=== Data extract ===
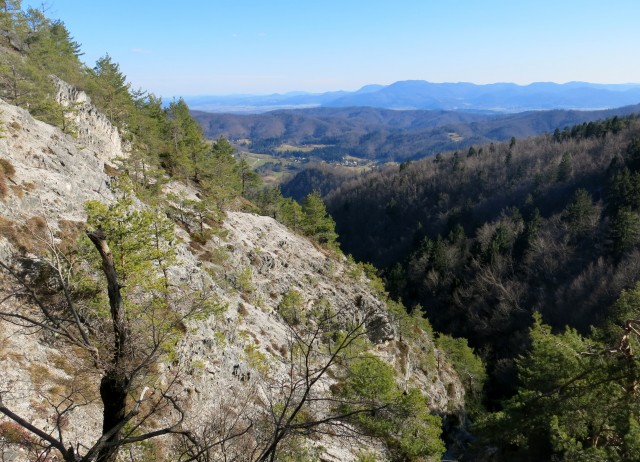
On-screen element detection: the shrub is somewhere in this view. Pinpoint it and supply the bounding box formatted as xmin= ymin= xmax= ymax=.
xmin=435 ymin=334 xmax=486 ymax=416
xmin=278 ymin=289 xmax=305 ymax=325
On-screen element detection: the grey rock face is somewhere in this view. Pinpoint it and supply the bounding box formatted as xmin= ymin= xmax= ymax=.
xmin=0 ymin=93 xmax=467 ymax=461
xmin=55 ymin=78 xmax=127 ymax=162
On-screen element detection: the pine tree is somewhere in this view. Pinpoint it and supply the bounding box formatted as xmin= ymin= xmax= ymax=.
xmin=0 ymin=0 xmax=24 ymax=46
xmin=165 ymin=98 xmax=208 ymax=181
xmin=125 ymin=92 xmax=170 ymax=193
xmin=27 ymin=18 xmax=85 ymax=86
xmin=301 ymin=191 xmax=338 ymax=245
xmin=611 ymin=207 xmax=640 ymax=254
xmin=89 ymin=54 xmax=133 ymax=127
xmin=199 ymin=136 xmax=241 ymax=210
xmin=564 ymin=188 xmax=597 ymax=238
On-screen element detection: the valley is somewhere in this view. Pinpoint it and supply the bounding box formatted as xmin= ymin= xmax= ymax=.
xmin=193 ymin=104 xmax=640 ymax=164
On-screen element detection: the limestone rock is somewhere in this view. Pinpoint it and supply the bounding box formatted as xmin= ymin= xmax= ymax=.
xmin=0 ymin=93 xmax=467 ymax=462
xmin=55 ymin=78 xmax=127 ymax=162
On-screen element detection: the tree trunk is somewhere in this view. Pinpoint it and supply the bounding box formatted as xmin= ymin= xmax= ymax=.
xmin=96 ymin=372 xmax=129 ymax=462
xmin=87 ymin=230 xmax=130 ymax=462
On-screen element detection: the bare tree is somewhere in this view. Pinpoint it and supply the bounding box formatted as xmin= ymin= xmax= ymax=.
xmin=253 ymin=307 xmax=379 ymax=462
xmin=180 ymin=304 xmax=432 ymax=462
xmin=0 ymin=206 xmax=208 ymax=461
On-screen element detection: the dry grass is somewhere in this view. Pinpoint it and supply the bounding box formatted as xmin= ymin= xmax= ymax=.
xmin=28 ymin=363 xmax=53 ymax=391
xmin=0 ymin=158 xmax=16 ymax=177
xmin=9 ymin=184 xmax=23 ymax=198
xmin=0 ymin=172 xmax=7 ymax=199
xmin=103 ymin=163 xmax=119 ymax=177
xmin=0 ymin=215 xmax=51 ymax=253
xmin=0 ymin=216 xmax=19 ymax=243
xmin=58 ymin=219 xmax=85 ymax=253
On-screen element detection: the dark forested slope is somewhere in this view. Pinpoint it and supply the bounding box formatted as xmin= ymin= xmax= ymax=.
xmin=326 ymin=115 xmax=640 ymax=402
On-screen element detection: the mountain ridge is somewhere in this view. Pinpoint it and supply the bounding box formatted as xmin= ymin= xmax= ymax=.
xmin=184 ymin=80 xmax=640 ymax=114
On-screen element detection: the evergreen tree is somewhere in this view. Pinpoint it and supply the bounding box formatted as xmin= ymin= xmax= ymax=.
xmin=200 ymin=136 xmax=241 ymax=210
xmin=483 ymin=310 xmax=640 ymax=462
xmin=611 ymin=207 xmax=640 ymax=254
xmin=279 ymin=197 xmax=304 ymax=232
xmin=236 ymin=156 xmax=260 ymax=197
xmin=556 ymin=152 xmax=572 ymax=182
xmin=89 ymin=54 xmax=133 ymax=127
xmin=125 ymin=92 xmax=170 ymax=193
xmin=27 ymin=18 xmax=85 ymax=86
xmin=301 ymin=191 xmax=338 ymax=245
xmin=164 ymin=97 xmax=208 ymax=181
xmin=564 ymin=188 xmax=597 ymax=238
xmin=0 ymin=0 xmax=24 ymax=46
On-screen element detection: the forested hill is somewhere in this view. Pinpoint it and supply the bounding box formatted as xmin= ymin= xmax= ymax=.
xmin=193 ymin=104 xmax=640 ymax=162
xmin=326 ymin=114 xmax=640 ymax=459
xmin=327 ymin=113 xmax=639 ymax=379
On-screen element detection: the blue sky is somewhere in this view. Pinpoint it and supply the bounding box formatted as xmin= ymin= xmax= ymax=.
xmin=23 ymin=1 xmax=640 ymax=98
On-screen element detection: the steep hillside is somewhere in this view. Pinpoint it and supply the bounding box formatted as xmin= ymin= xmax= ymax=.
xmin=325 ymin=114 xmax=640 ymax=403
xmin=0 ymin=89 xmax=466 ymax=460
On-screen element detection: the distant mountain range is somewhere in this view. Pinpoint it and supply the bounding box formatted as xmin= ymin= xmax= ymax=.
xmin=184 ymin=81 xmax=640 ymax=114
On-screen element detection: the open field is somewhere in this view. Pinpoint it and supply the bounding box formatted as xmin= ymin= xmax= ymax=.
xmin=274 ymin=143 xmax=331 ymax=153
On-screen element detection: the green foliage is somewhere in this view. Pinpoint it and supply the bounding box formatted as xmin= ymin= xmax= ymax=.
xmin=84 ymin=184 xmax=175 ymax=288
xmin=336 ymin=355 xmax=445 ymax=461
xmin=81 ymin=185 xmax=188 ymax=365
xmin=278 ymin=289 xmax=305 ymax=325
xmin=124 ymin=92 xmax=170 ymax=194
xmin=481 ymin=311 xmax=640 ymax=461
xmin=556 ymin=152 xmax=572 ymax=182
xmin=608 ymin=167 xmax=640 ymax=211
xmin=301 ymin=191 xmax=338 ymax=246
xmin=347 ymin=259 xmax=387 ymax=295
xmin=235 ymin=266 xmax=255 ymax=293
xmin=278 ymin=196 xmax=305 ymax=232
xmin=611 ymin=206 xmax=640 ymax=254
xmin=603 ymin=281 xmax=640 ymax=344
xmin=0 ymin=48 xmax=60 ymax=121
xmin=26 ymin=16 xmax=85 ymax=87
xmin=354 ymin=450 xmax=380 ymax=462
xmin=340 ymin=355 xmax=397 ymax=404
xmin=237 ymin=156 xmax=261 ymax=197
xmin=0 ymin=5 xmax=87 ymax=129
xmin=163 ymin=98 xmax=208 ymax=181
xmin=200 ymin=137 xmax=242 ymax=210
xmin=564 ymin=188 xmax=597 ymax=238
xmin=88 ymin=54 xmax=133 ymax=127
xmin=435 ymin=334 xmax=486 ymax=416
xmin=244 ymin=342 xmax=269 ymax=376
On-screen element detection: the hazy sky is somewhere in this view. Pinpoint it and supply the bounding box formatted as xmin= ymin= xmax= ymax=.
xmin=23 ymin=0 xmax=640 ymax=98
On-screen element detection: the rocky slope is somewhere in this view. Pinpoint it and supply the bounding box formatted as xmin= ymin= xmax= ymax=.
xmin=0 ymin=91 xmax=465 ymax=461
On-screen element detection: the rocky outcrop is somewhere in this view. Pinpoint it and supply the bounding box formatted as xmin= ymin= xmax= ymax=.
===
Your instructions: Write out the records above once more, word for word, with no pictures.

Reply:
On-screen element detection: the shrub is somewhere in this view. Pinpoint it and supply the bounding box formatted as xmin= ymin= xmax= ymax=.
xmin=435 ymin=334 xmax=486 ymax=416
xmin=278 ymin=289 xmax=305 ymax=325
On-screen element detection: the grey rock face is somewhere in this view. Pinpoint it and supply the bounding box formatted as xmin= ymin= xmax= ymax=.
xmin=0 ymin=93 xmax=467 ymax=461
xmin=55 ymin=78 xmax=127 ymax=162
On-screen element detection: the pine tree is somewhere in this view. Pinpoint it and supply the bounding box formatted as xmin= ymin= xmax= ymax=.
xmin=0 ymin=0 xmax=24 ymax=46
xmin=165 ymin=98 xmax=208 ymax=181
xmin=125 ymin=92 xmax=170 ymax=193
xmin=27 ymin=18 xmax=85 ymax=86
xmin=301 ymin=191 xmax=338 ymax=245
xmin=611 ymin=207 xmax=640 ymax=254
xmin=89 ymin=54 xmax=133 ymax=127
xmin=199 ymin=136 xmax=241 ymax=210
xmin=564 ymin=188 xmax=597 ymax=238
On-screen element detection: the valley is somewhere in this view. Pinpoint it and supply the bounding box formatted as xmin= ymin= xmax= ymax=.
xmin=193 ymin=104 xmax=640 ymax=164
On-screen element detection: the limestone rock is somewhere in this view. Pinpoint it and supply the bounding box formatted as xmin= ymin= xmax= ymax=.
xmin=0 ymin=93 xmax=467 ymax=462
xmin=55 ymin=78 xmax=127 ymax=162
On-screen element detection: the tree trunk is somewhere in this view. Pinpoint it and supply the bounding box formatted as xmin= ymin= xmax= ymax=.
xmin=96 ymin=372 xmax=129 ymax=462
xmin=87 ymin=230 xmax=130 ymax=462
On-screen element detection: the bare tree is somewhere in this view. Pinpoint it and supply the bounding box formatted as xmin= ymin= xmax= ymax=.
xmin=253 ymin=307 xmax=379 ymax=462
xmin=180 ymin=304 xmax=432 ymax=462
xmin=0 ymin=206 xmax=208 ymax=461
On-screen element detection: the dry grass is somewhere in this view. Pinpoint it and supply the bounding box formatted as xmin= ymin= xmax= ymax=.
xmin=28 ymin=363 xmax=53 ymax=391
xmin=0 ymin=158 xmax=16 ymax=177
xmin=9 ymin=184 xmax=23 ymax=198
xmin=0 ymin=172 xmax=7 ymax=199
xmin=103 ymin=163 xmax=119 ymax=177
xmin=0 ymin=215 xmax=51 ymax=253
xmin=0 ymin=216 xmax=19 ymax=243
xmin=58 ymin=219 xmax=85 ymax=253
On-screen element detection: the dark forested slope is somewhere in this view. Pinpoint it and supply the bounding box formatted as xmin= ymin= xmax= ymax=.
xmin=326 ymin=115 xmax=640 ymax=402
On-screen element detection: the mountain ridge is somewhere in this view. Pinpoint it and supply the bounding box formatted as xmin= ymin= xmax= ymax=.
xmin=184 ymin=80 xmax=640 ymax=114
On-screen element detection: the evergreen tree is somewhere in this view. Pinpoint it and supply the bounding box formatted as xmin= ymin= xmax= ymax=.
xmin=200 ymin=136 xmax=241 ymax=210
xmin=483 ymin=310 xmax=640 ymax=462
xmin=611 ymin=207 xmax=640 ymax=254
xmin=279 ymin=197 xmax=304 ymax=232
xmin=236 ymin=156 xmax=260 ymax=197
xmin=556 ymin=152 xmax=572 ymax=182
xmin=89 ymin=54 xmax=133 ymax=127
xmin=125 ymin=92 xmax=170 ymax=193
xmin=27 ymin=18 xmax=85 ymax=86
xmin=301 ymin=191 xmax=338 ymax=245
xmin=164 ymin=97 xmax=208 ymax=181
xmin=564 ymin=188 xmax=597 ymax=238
xmin=0 ymin=0 xmax=24 ymax=46
On-screen element detection: the forested hill is somewhere in this view. Pinpoint it and supply the bounding box formatted as xmin= ymin= xmax= ymax=.
xmin=193 ymin=104 xmax=640 ymax=162
xmin=326 ymin=114 xmax=640 ymax=459
xmin=327 ymin=113 xmax=639 ymax=379
On-screen element detection: the blue sky is somewhere in this view. Pinpoint it and supply the bounding box formatted as xmin= ymin= xmax= ymax=.
xmin=23 ymin=1 xmax=640 ymax=98
On-screen element detection: the steep hillside is somewhere in this view. Pinpoint it and supply the bounding box formatted as xmin= ymin= xmax= ymax=.
xmin=325 ymin=114 xmax=640 ymax=403
xmin=0 ymin=89 xmax=466 ymax=460
On-screen element detection: the distant mountain range is somewhere in this view. Pinpoint it and supply the bounding box formatted as xmin= ymin= xmax= ymax=.
xmin=184 ymin=81 xmax=640 ymax=114
On-screen element detection: the open field is somewhere in this view. Pinpoint it and supply the bounding box formatted as xmin= ymin= xmax= ymax=.
xmin=274 ymin=143 xmax=331 ymax=153
On-screen element detection: the green foliage is somewhere in this view. Pinpoint it and supply the bounding box formatted as xmin= ymin= xmax= ymax=.
xmin=84 ymin=184 xmax=175 ymax=288
xmin=336 ymin=355 xmax=445 ymax=461
xmin=81 ymin=185 xmax=188 ymax=365
xmin=278 ymin=289 xmax=305 ymax=325
xmin=124 ymin=92 xmax=170 ymax=194
xmin=481 ymin=311 xmax=640 ymax=461
xmin=556 ymin=152 xmax=572 ymax=182
xmin=608 ymin=167 xmax=640 ymax=211
xmin=301 ymin=191 xmax=338 ymax=246
xmin=347 ymin=259 xmax=387 ymax=295
xmin=235 ymin=266 xmax=255 ymax=293
xmin=278 ymin=196 xmax=305 ymax=232
xmin=611 ymin=206 xmax=640 ymax=254
xmin=603 ymin=281 xmax=640 ymax=344
xmin=0 ymin=48 xmax=60 ymax=121
xmin=26 ymin=16 xmax=85 ymax=87
xmin=354 ymin=450 xmax=380 ymax=462
xmin=340 ymin=355 xmax=397 ymax=404
xmin=237 ymin=156 xmax=261 ymax=197
xmin=0 ymin=5 xmax=87 ymax=129
xmin=163 ymin=98 xmax=208 ymax=181
xmin=200 ymin=137 xmax=242 ymax=210
xmin=564 ymin=188 xmax=597 ymax=238
xmin=88 ymin=54 xmax=133 ymax=127
xmin=435 ymin=334 xmax=486 ymax=416
xmin=244 ymin=342 xmax=269 ymax=376
On-screen element detection: the hazy sky is somewhere in this view. Pinpoint it and supply the bounding box formatted as xmin= ymin= xmax= ymax=.
xmin=23 ymin=0 xmax=640 ymax=98
On-screen element detection: the rocky slope is somewhere in this view. Pinpoint it and supply the bounding box formatted as xmin= ymin= xmax= ymax=.
xmin=0 ymin=91 xmax=465 ymax=461
On-screen element detection: the rocky outcrop is somewhere in this view. Pinpoint it and supply the bounding box formatted as xmin= ymin= xmax= ymax=.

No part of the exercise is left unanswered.